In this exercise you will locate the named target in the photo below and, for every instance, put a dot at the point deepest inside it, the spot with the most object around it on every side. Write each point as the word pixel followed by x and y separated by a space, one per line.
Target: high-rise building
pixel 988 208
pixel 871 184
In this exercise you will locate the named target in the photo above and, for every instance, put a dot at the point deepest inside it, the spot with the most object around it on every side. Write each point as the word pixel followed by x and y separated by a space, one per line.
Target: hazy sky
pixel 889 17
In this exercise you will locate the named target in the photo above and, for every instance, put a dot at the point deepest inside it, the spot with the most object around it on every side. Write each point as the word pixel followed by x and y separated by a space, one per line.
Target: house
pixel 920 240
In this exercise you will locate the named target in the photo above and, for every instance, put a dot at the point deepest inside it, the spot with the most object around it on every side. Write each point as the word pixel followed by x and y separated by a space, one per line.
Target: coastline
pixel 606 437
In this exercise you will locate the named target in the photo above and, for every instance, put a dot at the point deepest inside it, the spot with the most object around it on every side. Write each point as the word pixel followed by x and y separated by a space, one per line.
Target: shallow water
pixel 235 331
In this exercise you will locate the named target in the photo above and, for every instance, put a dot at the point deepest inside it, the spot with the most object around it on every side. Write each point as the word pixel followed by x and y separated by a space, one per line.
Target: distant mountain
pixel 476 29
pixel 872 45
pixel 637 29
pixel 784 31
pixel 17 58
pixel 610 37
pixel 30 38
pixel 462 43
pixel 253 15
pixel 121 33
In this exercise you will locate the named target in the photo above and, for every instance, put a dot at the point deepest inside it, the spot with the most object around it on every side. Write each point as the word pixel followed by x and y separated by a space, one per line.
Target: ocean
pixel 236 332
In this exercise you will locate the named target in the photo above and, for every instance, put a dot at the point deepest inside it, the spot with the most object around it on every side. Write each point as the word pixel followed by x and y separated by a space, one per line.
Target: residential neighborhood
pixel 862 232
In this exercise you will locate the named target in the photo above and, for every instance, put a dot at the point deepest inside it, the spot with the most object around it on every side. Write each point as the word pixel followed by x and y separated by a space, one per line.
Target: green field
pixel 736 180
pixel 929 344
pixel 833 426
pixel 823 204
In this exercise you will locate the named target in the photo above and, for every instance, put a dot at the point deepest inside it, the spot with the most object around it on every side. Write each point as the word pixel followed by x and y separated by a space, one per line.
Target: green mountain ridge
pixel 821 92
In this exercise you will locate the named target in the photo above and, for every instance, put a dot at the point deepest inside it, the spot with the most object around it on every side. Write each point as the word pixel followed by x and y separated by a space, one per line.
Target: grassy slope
☆ ☆ ☆ ☆ ☆
▶ **Problem**
Reproduce all of the material verbatim.

▶ **Output**
In this exercise you will locate the named target in the photo below and, for every instance, put a dot at the point deepest inside it, the spot with the most object around it on every side. Write each point as the word pixel followed by x and y separated by a space, one per line.
Target: high-rise building
pixel 988 208
pixel 871 184
In this exercise you will locate the named target in the photo above and, for every instance, put a dot at the point deepest inside it, the spot with the most object around it on every side. Write each point as the word pixel followed by x and y separated by a space, one per line.
Target: hazy sky
pixel 889 17
In this exercise you will locate the named target in the photo above and, for every instance, put a dot at the point deepest inside it, the spot with the most object around it on every side. Write each point as the word pixel followed by x and y separated by a space, one per line.
Target: house
pixel 920 240
In this exercise you will locate the named target in the photo above and, for every instance, put a dot at the point deepest inside it, the spot with the most object around it on every side. Write each point as the word pixel followed by x and y separated by a space, one per line.
Target: coastline
pixel 606 437
In this exercise you will locate the named target in the photo above and, for every instance, put a dot at the point deepest inside it, the spot with the most object around it on every side. Write each point as the word pixel followed by x and y separated by a space, one per line.
Target: shallow water
pixel 235 331
In this exercise you will locate the named target in the photo above and, for every instance, put a dot at the point deepest inside it, the spot with the most object around it on every side. Write each point as the word pixel followed by x and y separated by a space, one per line.
Target: distant mountain
pixel 476 29
pixel 872 45
pixel 637 29
pixel 784 31
pixel 17 58
pixel 610 37
pixel 30 38
pixel 462 43
pixel 253 15
pixel 121 33
In this exercise you will locate the named target in the photo above and, for every instance, put a dot at the point deepest inside it, the spot with the most object around it on every side. Write each point as the word pixel followed by x and y separated by a space, one per line.
Target: ocean
pixel 236 332
In this exercise you will locate the named target in the photo above and, for every instance, put a dot at the point deepest inside it, the spot with the most object around it on every side. Write each point as the word pixel followed by x and y separated by a space, one per line.
Target: residential neighborhood
pixel 862 232
In this exercise you will locate the named target in the photo above and, for every instance, put a dot at the point deepest inside it, the spot with the most object around it on every side. Write each point as the word pixel followed by x and y separated by a space, one per line.
Target: green field
pixel 736 180
pixel 929 344
pixel 833 426
pixel 823 204
In this exercise you will locate the named target in the photo above and, for every instance, put a dot at the point deepest inside it, the spot with the most object around it on every side. Write each point as the word pixel followed by x and y separated by a space, one per line.
Target: green mountain ridge
pixel 821 92
In this exercise you will locate the named target in the photo above and, for every instance, put a dot at the point deepest inside it, the spot with the most object around it on every side. Write each point as the word pixel followed by x and y separated by a space, one per line.
Target: grassy slope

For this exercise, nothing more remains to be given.